> _Exercise brief_
Can you rewrite the Narvekar passage between "A former JPMorgan" and "Pennsylvania’s Wharton School.", inclusive, with "managing director" changed to "executive director"?

> _Passage_
Narvekar will have his work cut out for him to improve performance. Harvard’s average annualized return was 5.7 percent in the decade through June 2016, below Yale’s 8.1 percent. Columbia, with a $9.6 billion fund, returned an annualized 10.1 percent in the 10 years through June 2015, the latest available because the school hasn’t reported fiscal 2016 returns. Harvard’s fund posted a 2 percent investment decline for the year through June.
A former JPMorgan Chase & Co. managing director in the equity derivatives group and the son of an ex-top International Monetary Fund official, Narvekar has an MBA from the University of Pennsylvania’s Wharton School.
He left JPMorgan in 1998 to join the University of Pennsylvania’s endowment office to lead the effort to expand into private equity and other alternative investments. He’s credited with helping turn around Columbia’s performance after being hired in 2002, expanding into new asset classes and creating a risk management system to track the many outside managers it invested with. He’s known for his quantitative skills and comfort with using complex mathematical models.

> _Record set_
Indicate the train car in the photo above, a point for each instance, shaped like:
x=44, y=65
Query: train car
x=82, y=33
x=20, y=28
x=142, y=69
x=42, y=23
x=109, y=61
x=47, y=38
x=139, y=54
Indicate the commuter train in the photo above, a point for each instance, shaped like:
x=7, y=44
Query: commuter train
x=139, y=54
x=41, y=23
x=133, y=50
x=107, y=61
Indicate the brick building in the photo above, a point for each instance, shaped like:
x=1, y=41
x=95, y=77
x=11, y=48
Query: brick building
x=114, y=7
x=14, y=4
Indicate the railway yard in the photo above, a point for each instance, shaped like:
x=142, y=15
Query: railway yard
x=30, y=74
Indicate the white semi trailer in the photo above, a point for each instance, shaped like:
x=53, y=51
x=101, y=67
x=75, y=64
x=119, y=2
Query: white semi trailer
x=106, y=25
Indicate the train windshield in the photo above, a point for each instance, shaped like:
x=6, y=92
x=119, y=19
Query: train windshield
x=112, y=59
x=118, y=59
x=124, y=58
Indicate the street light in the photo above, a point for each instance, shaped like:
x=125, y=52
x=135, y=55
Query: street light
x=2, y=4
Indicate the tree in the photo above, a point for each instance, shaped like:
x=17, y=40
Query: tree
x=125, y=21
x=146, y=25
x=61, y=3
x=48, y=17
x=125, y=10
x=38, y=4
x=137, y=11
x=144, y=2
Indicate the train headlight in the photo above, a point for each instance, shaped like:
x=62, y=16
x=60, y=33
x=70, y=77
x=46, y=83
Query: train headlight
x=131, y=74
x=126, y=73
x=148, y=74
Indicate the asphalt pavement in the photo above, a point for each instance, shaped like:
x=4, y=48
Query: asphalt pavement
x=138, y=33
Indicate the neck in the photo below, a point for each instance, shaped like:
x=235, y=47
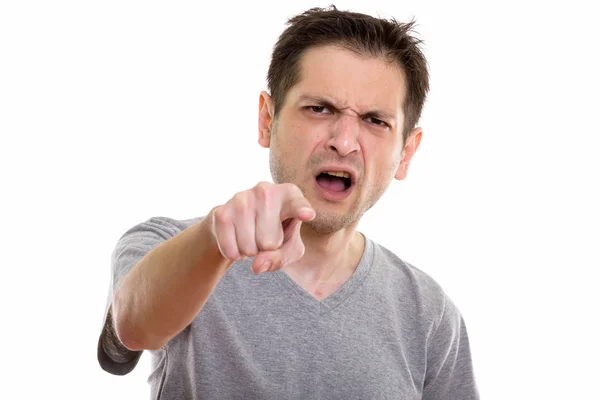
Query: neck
x=327, y=257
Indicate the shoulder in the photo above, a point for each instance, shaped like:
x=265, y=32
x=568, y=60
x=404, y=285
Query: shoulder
x=163, y=227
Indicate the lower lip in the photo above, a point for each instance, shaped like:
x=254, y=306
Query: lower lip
x=331, y=195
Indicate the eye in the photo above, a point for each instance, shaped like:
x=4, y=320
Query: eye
x=377, y=122
x=318, y=109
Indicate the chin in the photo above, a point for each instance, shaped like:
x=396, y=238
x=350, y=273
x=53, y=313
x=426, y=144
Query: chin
x=330, y=222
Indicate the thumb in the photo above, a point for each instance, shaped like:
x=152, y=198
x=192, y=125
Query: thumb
x=291, y=250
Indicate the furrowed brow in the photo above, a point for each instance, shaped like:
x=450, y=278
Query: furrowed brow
x=381, y=115
x=316, y=100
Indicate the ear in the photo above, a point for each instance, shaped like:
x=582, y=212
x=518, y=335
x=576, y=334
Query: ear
x=410, y=148
x=265, y=119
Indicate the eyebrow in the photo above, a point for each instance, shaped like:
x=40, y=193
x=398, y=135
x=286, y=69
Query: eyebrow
x=321, y=101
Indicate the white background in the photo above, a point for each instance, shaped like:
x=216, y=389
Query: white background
x=112, y=112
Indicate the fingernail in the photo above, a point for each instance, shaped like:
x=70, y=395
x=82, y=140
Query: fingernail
x=265, y=267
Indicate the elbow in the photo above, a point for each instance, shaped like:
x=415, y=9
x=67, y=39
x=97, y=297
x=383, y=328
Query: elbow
x=134, y=337
x=131, y=333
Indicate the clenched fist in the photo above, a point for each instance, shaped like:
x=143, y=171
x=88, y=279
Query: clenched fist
x=264, y=223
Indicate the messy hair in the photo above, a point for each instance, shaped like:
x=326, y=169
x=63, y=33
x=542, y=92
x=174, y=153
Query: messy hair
x=363, y=34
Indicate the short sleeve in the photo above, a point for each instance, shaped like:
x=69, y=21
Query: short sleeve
x=130, y=248
x=449, y=372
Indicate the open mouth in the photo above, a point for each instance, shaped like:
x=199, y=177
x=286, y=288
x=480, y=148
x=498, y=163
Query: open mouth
x=334, y=181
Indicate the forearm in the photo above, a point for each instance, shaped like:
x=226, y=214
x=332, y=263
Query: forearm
x=163, y=293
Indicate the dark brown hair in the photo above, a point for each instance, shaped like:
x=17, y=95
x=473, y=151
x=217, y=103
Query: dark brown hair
x=360, y=33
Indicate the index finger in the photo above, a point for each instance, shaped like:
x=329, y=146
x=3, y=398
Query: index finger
x=295, y=205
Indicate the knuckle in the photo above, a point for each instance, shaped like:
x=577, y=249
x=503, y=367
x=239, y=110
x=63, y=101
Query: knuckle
x=221, y=216
x=241, y=201
x=261, y=191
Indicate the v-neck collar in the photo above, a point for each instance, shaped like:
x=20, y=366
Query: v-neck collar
x=321, y=307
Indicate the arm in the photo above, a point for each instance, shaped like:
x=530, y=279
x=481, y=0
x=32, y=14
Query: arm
x=449, y=372
x=112, y=355
x=167, y=288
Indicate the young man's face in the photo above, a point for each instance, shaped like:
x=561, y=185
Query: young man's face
x=344, y=116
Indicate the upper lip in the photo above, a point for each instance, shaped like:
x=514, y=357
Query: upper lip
x=339, y=168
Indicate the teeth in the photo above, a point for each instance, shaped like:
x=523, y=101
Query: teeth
x=340, y=174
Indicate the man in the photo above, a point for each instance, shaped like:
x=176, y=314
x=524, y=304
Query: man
x=274, y=294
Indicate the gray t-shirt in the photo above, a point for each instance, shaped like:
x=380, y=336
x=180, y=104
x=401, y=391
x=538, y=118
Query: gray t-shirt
x=389, y=332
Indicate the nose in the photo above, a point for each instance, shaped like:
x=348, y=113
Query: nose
x=344, y=134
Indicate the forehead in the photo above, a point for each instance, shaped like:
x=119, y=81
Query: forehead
x=356, y=80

> _Exercise answer_
A former JPMorgan Chase & Co. executive director in the equity derivatives group and the son of an ex-top International Monetary Fund official, Narvekar has an MBA from the University of Pennsylvania’s Wharton School.